====== Excerpted text ======

Sunday, January 16, 2011

No Good Can Come From This

Jean-Claude 'Baby Doc' Duvalier, the former despot who ran Haiti with an iron fist and who sought exile in France 25 years ago, has made a very surprising return to the devastated country.

No good can come from this. Duvalier is widely reviled among Haitians and his fleecing of the country has left a lasting mark on the country although those close to Duvalier while he was in power would probably love to see him make a return to power.
Photos posted on Twitter showed Duvalier, 59, walking off an Air France plane with his companion, Veronique Roy, to be greeted by supporters.

It was his first visit to Haiti since he was deposed by a popular uprising in 1986.

Agence France-Presse reported he was met by a delegation of former officials who had served as his cabinet ministers 25 years ago.

Duvalier's intentions for returning were unclear. Some feared he would try to seize power amid the paralysis following November's disputed elections.

He told the press at the airport that he came back "to help."

Port-au-Prince erupted in a frenzy of rumors and ringing phones.

Haiti is in the middle of a major political crisis.

President Rene Preval, who is supposed to leave office in three weeks, is resisting international pressure to remove his handpicked candidate from a runoff election. A first round of balloting on Nov. 28 was widely considered rigged.

Hizbullah Defends The Indefensible

The terror group Hizbullah attempts to defend the indefensible actions it has taken in the past week. The terror group, which is a proxy army for Iran and Syria, is expected to be implicated in the assassination of Rafik Hariri by a United Nations investigation report to be issued tomorrow along with Syria's President Bashar Assad and Iranian officials.
The crisis is the climax of long-simmering tensions over the U.N. tribunal investigating the 2005 assassination of Hariri's father, former Prime Minister Rafik Hariri. The court is expected to indict members of Hezbollah, which could re-ignite hostilities between Lebanon's rival Shiite and Sunni Muslims. Rafik Hariri was a Sunni.

======

Your task
Answer these questions from the excerpted text above:
(a) How old is Duvalier, according to the line about the photos posted on Twitter?
(b) In what year was he deposed by a popular uprising?
(c) On what date was the first round of balloting held?

====== Information given ======

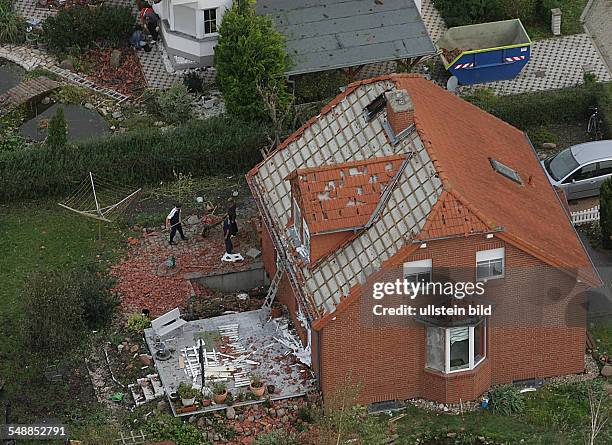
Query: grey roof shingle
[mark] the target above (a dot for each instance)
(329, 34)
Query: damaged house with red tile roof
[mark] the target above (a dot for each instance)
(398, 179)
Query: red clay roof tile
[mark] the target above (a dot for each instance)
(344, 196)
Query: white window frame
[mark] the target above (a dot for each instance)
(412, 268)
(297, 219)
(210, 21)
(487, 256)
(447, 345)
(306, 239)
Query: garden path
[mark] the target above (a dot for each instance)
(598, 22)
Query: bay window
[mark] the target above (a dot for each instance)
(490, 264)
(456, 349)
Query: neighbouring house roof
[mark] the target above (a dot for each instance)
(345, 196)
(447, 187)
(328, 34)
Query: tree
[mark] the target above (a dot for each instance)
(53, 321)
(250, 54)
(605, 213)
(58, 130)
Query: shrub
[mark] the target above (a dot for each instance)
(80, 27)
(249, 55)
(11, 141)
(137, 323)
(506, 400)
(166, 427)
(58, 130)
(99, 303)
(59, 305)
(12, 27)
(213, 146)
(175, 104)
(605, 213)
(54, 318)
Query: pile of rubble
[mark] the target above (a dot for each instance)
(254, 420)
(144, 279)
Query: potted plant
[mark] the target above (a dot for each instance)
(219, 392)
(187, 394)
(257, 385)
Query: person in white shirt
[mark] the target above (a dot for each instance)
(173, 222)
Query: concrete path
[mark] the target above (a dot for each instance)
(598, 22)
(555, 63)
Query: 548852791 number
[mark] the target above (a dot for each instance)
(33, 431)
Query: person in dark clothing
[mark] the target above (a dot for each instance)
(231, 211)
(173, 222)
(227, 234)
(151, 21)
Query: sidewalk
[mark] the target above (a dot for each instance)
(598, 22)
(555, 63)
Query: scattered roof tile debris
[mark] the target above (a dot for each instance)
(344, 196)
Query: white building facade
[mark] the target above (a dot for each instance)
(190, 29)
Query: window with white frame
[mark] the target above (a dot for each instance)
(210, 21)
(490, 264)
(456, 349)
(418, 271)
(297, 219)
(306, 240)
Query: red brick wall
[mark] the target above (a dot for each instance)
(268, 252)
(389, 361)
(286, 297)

======

Expected output
(a) 59
(b) 1986
(c) Nov. 28